— EXERCISE BRIEF —
Retype, without alteration, each line from the line containing "Where can the concrete foundation" to the final line of the records.

**** INPUT ****

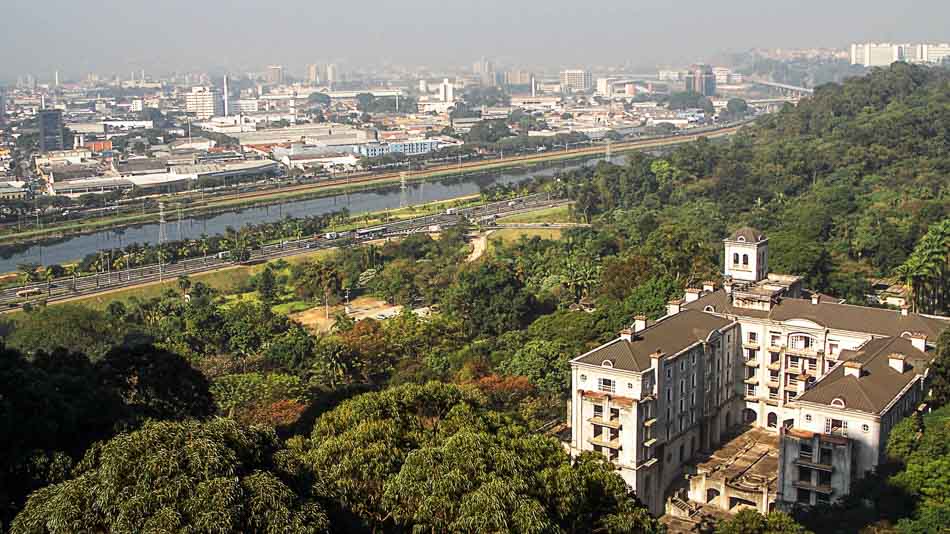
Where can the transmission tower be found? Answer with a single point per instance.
(162, 235)
(403, 188)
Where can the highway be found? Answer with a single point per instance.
(87, 285)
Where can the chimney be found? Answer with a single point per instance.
(802, 384)
(853, 368)
(919, 341)
(896, 362)
(673, 307)
(639, 323)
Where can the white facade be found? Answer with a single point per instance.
(446, 91)
(204, 102)
(576, 80)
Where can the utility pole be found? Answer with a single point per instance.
(162, 237)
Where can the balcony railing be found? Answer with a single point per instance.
(611, 444)
(812, 487)
(814, 465)
(610, 423)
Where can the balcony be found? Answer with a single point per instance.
(809, 352)
(812, 487)
(609, 423)
(801, 462)
(612, 444)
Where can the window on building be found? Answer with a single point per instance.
(804, 496)
(804, 475)
(806, 452)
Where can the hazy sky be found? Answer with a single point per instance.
(164, 35)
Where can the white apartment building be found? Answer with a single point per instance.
(883, 54)
(762, 353)
(446, 91)
(574, 80)
(204, 102)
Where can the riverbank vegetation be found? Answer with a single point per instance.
(208, 409)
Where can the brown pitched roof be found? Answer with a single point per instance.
(670, 335)
(878, 321)
(879, 383)
(748, 235)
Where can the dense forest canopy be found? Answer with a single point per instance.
(209, 409)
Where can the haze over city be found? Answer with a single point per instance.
(181, 35)
(514, 266)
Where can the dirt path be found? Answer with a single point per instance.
(479, 245)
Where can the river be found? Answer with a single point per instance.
(73, 248)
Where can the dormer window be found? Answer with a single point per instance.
(606, 385)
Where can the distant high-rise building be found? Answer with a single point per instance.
(313, 73)
(701, 79)
(573, 80)
(227, 97)
(275, 74)
(204, 102)
(446, 91)
(883, 54)
(51, 130)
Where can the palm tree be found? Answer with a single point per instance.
(184, 283)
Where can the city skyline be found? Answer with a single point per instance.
(181, 36)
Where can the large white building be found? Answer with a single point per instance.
(574, 80)
(803, 373)
(883, 54)
(204, 102)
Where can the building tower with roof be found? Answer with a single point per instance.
(747, 255)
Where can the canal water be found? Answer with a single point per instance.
(73, 248)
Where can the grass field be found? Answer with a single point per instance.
(558, 214)
(513, 234)
(225, 280)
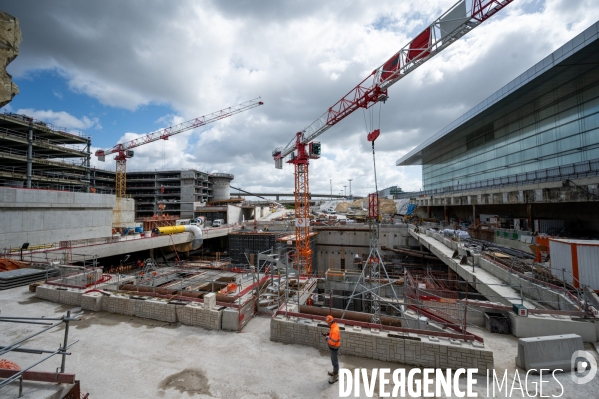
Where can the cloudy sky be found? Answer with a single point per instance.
(118, 70)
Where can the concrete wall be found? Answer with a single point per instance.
(344, 242)
(44, 217)
(552, 299)
(123, 213)
(193, 314)
(221, 188)
(418, 350)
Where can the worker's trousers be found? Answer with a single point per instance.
(334, 359)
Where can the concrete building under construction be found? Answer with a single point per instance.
(176, 287)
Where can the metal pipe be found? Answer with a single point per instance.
(66, 337)
(29, 153)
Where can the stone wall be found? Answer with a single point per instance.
(10, 40)
(418, 350)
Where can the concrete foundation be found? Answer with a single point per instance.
(194, 314)
(550, 352)
(197, 314)
(418, 350)
(42, 217)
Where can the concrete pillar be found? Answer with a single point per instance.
(221, 186)
(29, 153)
(88, 163)
(529, 216)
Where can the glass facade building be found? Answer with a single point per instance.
(545, 119)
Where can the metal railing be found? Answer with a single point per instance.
(17, 346)
(47, 125)
(572, 171)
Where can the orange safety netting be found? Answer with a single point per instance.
(11, 264)
(8, 365)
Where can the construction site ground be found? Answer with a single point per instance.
(128, 357)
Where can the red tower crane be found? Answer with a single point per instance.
(460, 19)
(123, 150)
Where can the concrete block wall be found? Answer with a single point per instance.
(65, 296)
(155, 309)
(418, 350)
(91, 301)
(119, 304)
(196, 315)
(343, 243)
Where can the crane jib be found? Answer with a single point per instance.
(460, 19)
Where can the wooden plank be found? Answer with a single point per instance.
(43, 376)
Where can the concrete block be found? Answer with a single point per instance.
(210, 301)
(92, 301)
(155, 310)
(549, 352)
(230, 321)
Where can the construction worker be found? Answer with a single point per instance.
(334, 341)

****

— SOLUTION —
Where can the concrete foundation be found? Answer with a single point per instance.
(194, 314)
(550, 352)
(197, 314)
(418, 350)
(42, 217)
Where can the concrete pillar be found? Answer with a single point per instance.
(221, 186)
(29, 153)
(88, 163)
(529, 216)
Where can the glass facade building be found? Answer with a single point per instance.
(545, 119)
Where can the metal railing be found? Answer with a single point per instance.
(17, 346)
(47, 125)
(572, 171)
Where can the orange safety netting be found? Answer with a single point per instance.
(11, 264)
(8, 365)
Where can the construction site ground be found? Answer with a single point per instance.
(128, 357)
Where can the red tower crane be found? Answer with a single point per instance.
(460, 19)
(123, 150)
Where can the concrete block wall be found? Answer with a single point per instance.
(65, 296)
(155, 309)
(418, 350)
(91, 301)
(119, 304)
(196, 315)
(343, 243)
Where can the crane jib be found? Answer with a single point per instance.
(460, 19)
Where can the wooden plank be found? Answer with a single point per instance.
(43, 376)
Where can the concrete block be found? Answer with a single point per instance.
(210, 301)
(92, 301)
(155, 310)
(549, 352)
(230, 321)
Where can the construction worker be found? Answer with a single point per instance.
(334, 341)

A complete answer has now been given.